** Opening DATA block **

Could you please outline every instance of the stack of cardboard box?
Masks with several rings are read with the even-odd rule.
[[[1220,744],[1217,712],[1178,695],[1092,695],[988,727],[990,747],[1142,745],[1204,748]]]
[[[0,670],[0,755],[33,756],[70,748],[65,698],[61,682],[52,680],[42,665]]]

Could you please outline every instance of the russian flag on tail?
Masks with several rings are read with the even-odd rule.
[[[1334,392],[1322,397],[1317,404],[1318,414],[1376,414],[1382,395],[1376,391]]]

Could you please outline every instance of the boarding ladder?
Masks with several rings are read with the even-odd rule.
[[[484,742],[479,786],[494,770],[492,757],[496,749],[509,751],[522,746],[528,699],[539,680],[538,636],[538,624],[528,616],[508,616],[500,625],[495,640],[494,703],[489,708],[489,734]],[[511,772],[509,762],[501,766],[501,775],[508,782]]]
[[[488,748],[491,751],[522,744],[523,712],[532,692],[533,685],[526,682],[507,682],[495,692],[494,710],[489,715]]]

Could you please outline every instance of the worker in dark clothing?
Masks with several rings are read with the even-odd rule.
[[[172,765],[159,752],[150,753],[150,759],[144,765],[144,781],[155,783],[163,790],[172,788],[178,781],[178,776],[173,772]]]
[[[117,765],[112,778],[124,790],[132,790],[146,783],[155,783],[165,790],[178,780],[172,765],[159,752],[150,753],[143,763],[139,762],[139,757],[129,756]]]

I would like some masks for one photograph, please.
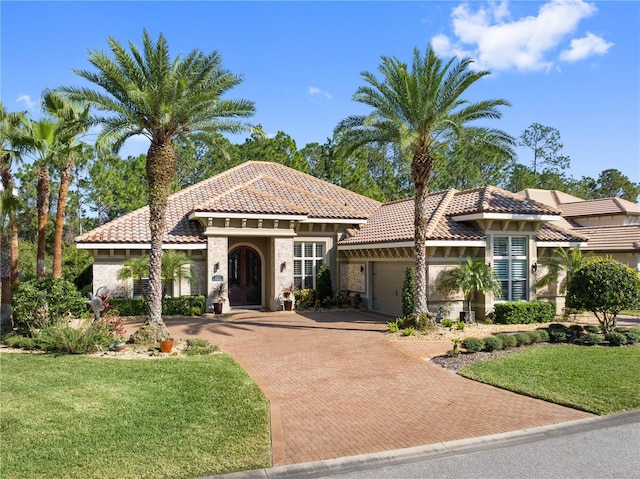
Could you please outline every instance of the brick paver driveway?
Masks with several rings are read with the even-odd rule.
[[[421,358],[433,344],[390,341],[384,319],[366,312],[242,313],[168,325],[178,338],[218,344],[262,388],[274,466],[590,416],[441,369]]]

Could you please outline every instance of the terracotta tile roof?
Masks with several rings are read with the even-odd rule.
[[[585,251],[640,252],[640,225],[617,225],[576,228],[589,237]]]
[[[447,190],[427,198],[429,223],[427,239],[431,241],[477,241],[485,234],[470,223],[455,221],[458,216],[473,213],[514,213],[559,216],[554,208],[531,202],[523,196],[495,187],[474,190]],[[396,201],[380,207],[355,235],[340,241],[341,245],[378,244],[414,239],[414,200]],[[586,241],[586,238],[558,226],[543,225],[540,241]]]
[[[248,161],[169,197],[164,242],[206,243],[191,212],[305,214],[309,218],[366,219],[380,203],[284,165]],[[149,243],[144,207],[76,237],[77,243]]]
[[[527,188],[518,191],[519,195],[524,196],[528,200],[534,200],[549,206],[558,206],[561,203],[575,203],[576,201],[585,201],[577,196],[570,195],[560,190],[539,190],[536,188]]]
[[[561,203],[558,207],[562,215],[569,218],[603,215],[640,215],[640,205],[622,198],[602,198],[583,200],[575,203]]]

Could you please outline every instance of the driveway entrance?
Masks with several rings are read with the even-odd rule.
[[[447,345],[391,341],[366,312],[242,313],[168,321],[231,354],[271,401],[273,465],[571,421],[588,413],[462,378],[422,359]]]

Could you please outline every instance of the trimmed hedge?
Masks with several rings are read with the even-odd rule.
[[[484,341],[479,338],[465,338],[462,347],[470,353],[477,353],[484,349]]]
[[[484,350],[488,352],[499,351],[503,347],[502,340],[497,336],[487,336],[486,338],[483,338],[483,341]]]
[[[494,322],[499,324],[549,323],[556,308],[548,301],[513,301],[494,306]]]
[[[502,347],[504,349],[515,348],[518,345],[518,342],[516,341],[516,338],[513,334],[500,333],[496,334],[496,338],[499,338],[502,341]]]
[[[162,314],[178,316],[200,316],[205,312],[206,298],[200,296],[178,296],[162,300]],[[109,304],[116,316],[144,316],[147,303],[142,298],[111,298]]]

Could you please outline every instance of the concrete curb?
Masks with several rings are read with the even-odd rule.
[[[380,466],[390,466],[413,462],[425,458],[440,458],[444,456],[456,456],[472,452],[499,449],[507,446],[526,444],[558,436],[569,436],[581,432],[604,429],[622,424],[639,423],[640,410],[628,411],[608,416],[595,416],[577,421],[570,421],[548,426],[540,426],[519,431],[493,434],[490,436],[460,439],[456,441],[416,446],[393,451],[382,451],[360,456],[327,459],[324,461],[307,462],[278,466],[268,469],[256,469],[253,471],[241,471],[230,474],[207,476],[201,479],[225,478],[225,479],[285,479],[300,478],[311,479],[326,477],[332,474],[373,469]]]

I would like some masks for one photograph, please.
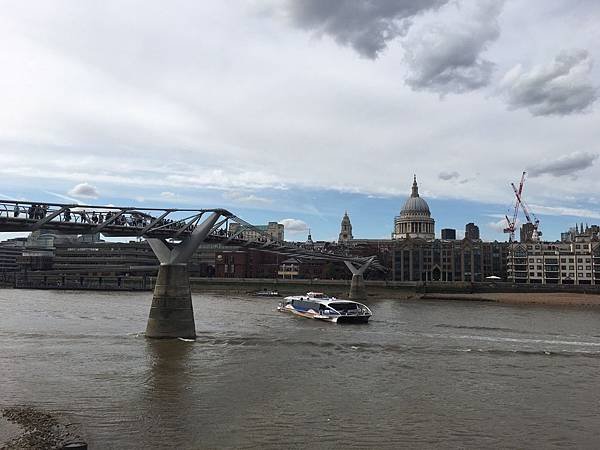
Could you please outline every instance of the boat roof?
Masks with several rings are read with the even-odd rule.
[[[311,294],[321,294],[324,295],[325,297],[314,297]],[[289,297],[286,297],[285,300],[308,300],[308,301],[313,301],[315,303],[321,303],[325,306],[331,304],[331,303],[353,303],[356,305],[363,305],[362,303],[359,302],[355,302],[353,300],[343,300],[340,298],[335,298],[335,297],[329,297],[325,294],[323,294],[322,292],[308,292],[306,295],[291,295]]]

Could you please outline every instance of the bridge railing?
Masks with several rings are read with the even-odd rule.
[[[74,232],[143,236],[160,234],[167,237],[184,237],[191,233],[205,213],[218,212],[226,219],[232,216],[222,209],[160,209],[113,207],[80,204],[40,203],[0,200],[0,222],[15,231],[35,231],[42,228]],[[222,226],[212,234],[223,234]]]
[[[205,214],[215,212],[221,218],[210,230],[209,239],[213,242],[302,259],[351,260],[357,263],[368,259],[352,257],[342,248],[316,251],[302,244],[277,241],[265,230],[225,209],[140,208],[0,200],[0,231],[52,229],[65,234],[102,233],[105,236],[157,237],[176,241],[192,233]],[[228,228],[231,222],[239,225],[235,231]]]

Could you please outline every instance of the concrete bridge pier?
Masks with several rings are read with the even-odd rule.
[[[212,213],[188,238],[173,247],[161,239],[148,239],[160,268],[146,326],[147,338],[196,339],[187,262],[219,217],[219,213]]]
[[[146,326],[149,338],[196,338],[187,264],[161,264]]]
[[[352,272],[352,281],[350,282],[350,300],[362,301],[367,299],[367,288],[365,287],[365,279],[363,274],[375,258],[369,258],[362,266],[357,268],[350,261],[344,261],[346,267]]]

** Closing DATA block **

*BRIEF*:
Throughout the material above, count each line holding "concrete" and answer with the total alone.

*PROBLEM SOLUTION*:
2